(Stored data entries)
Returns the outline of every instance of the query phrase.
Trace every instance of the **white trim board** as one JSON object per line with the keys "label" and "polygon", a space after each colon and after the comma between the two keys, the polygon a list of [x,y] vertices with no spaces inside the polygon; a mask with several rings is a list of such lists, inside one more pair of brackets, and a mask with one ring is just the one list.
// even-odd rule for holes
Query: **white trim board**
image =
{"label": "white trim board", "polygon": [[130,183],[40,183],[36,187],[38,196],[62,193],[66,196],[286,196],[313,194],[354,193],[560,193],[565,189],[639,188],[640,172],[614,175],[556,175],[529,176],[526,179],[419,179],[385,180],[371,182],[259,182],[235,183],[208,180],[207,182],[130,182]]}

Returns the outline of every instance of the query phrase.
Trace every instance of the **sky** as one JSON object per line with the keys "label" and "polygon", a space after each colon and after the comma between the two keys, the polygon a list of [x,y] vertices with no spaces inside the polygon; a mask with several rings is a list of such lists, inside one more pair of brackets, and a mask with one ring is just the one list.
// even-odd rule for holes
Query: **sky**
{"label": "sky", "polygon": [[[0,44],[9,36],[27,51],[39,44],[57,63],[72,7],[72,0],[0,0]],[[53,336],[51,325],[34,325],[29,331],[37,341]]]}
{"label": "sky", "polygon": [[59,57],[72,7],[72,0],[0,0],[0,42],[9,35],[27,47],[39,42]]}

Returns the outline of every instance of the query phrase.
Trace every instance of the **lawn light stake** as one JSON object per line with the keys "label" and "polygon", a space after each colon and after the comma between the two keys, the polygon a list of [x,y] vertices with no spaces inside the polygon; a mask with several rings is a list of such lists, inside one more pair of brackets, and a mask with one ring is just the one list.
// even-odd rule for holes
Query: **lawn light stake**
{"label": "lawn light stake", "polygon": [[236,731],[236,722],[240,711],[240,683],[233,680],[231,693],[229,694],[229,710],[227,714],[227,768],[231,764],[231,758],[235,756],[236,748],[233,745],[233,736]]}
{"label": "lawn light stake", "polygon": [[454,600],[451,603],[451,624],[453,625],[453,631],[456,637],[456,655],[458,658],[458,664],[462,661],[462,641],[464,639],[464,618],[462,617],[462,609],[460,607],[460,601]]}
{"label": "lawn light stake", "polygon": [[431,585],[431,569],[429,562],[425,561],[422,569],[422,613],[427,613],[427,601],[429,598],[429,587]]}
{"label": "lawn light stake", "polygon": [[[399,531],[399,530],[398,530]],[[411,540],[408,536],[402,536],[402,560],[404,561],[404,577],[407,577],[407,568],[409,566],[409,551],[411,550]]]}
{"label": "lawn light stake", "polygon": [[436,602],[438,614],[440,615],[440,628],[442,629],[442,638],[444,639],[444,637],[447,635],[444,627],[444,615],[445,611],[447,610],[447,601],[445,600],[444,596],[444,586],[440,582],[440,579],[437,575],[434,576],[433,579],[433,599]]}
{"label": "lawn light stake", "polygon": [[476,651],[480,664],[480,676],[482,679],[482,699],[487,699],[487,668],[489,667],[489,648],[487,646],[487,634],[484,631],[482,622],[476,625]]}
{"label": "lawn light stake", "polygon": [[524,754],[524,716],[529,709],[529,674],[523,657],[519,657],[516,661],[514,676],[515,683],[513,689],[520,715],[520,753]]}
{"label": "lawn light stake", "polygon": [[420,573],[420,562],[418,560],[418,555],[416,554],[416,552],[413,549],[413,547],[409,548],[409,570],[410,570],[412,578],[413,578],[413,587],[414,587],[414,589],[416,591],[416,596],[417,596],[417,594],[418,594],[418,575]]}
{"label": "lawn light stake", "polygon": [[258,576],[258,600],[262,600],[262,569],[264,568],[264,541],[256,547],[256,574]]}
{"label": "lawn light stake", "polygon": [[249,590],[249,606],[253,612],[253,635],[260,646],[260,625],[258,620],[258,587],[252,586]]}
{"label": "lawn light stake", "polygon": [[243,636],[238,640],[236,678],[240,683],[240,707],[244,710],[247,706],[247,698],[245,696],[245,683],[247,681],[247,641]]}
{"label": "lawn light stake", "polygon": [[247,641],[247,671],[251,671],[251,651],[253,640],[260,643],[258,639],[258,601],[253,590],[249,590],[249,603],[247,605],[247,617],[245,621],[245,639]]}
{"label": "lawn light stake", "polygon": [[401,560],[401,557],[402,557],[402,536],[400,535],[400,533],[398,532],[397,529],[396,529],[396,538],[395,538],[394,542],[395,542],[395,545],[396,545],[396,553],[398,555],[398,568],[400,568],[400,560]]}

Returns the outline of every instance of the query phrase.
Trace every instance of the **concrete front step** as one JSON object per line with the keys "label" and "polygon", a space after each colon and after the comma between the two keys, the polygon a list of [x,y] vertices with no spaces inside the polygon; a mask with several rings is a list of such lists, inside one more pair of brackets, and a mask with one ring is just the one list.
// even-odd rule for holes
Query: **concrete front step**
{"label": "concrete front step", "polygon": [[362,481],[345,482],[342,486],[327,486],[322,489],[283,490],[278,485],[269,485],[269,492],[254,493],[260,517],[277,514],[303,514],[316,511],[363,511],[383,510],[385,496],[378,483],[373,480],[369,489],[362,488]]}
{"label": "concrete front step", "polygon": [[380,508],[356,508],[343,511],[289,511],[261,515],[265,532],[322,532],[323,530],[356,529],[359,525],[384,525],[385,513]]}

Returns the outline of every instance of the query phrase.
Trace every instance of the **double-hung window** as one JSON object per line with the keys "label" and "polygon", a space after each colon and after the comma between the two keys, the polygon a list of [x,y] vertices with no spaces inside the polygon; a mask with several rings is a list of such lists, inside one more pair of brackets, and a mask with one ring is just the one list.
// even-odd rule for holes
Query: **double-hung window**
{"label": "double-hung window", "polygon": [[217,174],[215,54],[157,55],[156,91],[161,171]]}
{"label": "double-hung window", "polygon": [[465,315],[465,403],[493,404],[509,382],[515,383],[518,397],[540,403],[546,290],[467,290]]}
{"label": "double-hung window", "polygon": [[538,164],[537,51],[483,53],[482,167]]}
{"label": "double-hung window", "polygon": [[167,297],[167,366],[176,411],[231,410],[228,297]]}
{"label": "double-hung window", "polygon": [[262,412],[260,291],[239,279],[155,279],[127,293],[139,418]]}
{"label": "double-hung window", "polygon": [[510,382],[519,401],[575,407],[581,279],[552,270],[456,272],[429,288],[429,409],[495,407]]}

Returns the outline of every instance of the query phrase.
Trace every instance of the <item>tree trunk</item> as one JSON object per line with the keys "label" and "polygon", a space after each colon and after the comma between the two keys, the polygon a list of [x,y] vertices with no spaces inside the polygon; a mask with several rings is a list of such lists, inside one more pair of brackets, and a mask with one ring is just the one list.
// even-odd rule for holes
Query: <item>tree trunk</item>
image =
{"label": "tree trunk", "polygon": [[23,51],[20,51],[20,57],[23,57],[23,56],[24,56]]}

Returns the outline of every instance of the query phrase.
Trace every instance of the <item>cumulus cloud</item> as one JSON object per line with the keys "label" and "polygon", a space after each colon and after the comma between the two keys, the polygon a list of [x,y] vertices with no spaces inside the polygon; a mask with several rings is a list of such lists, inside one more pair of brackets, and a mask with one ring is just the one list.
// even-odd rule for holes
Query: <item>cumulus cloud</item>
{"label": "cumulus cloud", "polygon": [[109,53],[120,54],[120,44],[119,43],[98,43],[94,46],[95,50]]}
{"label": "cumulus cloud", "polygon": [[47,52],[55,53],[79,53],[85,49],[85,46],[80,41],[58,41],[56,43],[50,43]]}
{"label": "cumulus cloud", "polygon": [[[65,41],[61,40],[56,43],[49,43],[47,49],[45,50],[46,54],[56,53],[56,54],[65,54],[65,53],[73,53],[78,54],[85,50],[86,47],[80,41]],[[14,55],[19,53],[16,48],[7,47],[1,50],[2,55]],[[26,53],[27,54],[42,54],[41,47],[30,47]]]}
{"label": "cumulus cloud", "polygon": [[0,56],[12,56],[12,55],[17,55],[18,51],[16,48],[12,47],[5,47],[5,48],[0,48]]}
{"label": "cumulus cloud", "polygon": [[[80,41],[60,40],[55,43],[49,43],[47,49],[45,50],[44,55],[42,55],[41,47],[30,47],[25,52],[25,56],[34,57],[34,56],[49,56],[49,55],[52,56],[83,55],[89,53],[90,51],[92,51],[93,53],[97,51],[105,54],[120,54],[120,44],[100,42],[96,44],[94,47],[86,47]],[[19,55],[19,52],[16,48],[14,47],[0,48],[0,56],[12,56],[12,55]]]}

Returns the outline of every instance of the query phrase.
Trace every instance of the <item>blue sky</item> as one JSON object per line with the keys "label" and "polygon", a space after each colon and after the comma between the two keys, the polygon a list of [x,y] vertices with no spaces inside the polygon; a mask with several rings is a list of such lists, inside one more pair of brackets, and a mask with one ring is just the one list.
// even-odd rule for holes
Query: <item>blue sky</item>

Task >> Look through the data above and report every line in which "blue" appears.

Solution for this problem >>
Trace every instance of the <item>blue sky</item> as one JSON object per line with the keys "label" and "polygon", a space after each colon and after the comma between the two keys, the polygon a list of [x,y] vertices with no spaces inside the polygon; a mask with several rings is a list of such lists, inside one more pair of brackets, and a mask with one ring is just the one list.
Query: <item>blue sky</item>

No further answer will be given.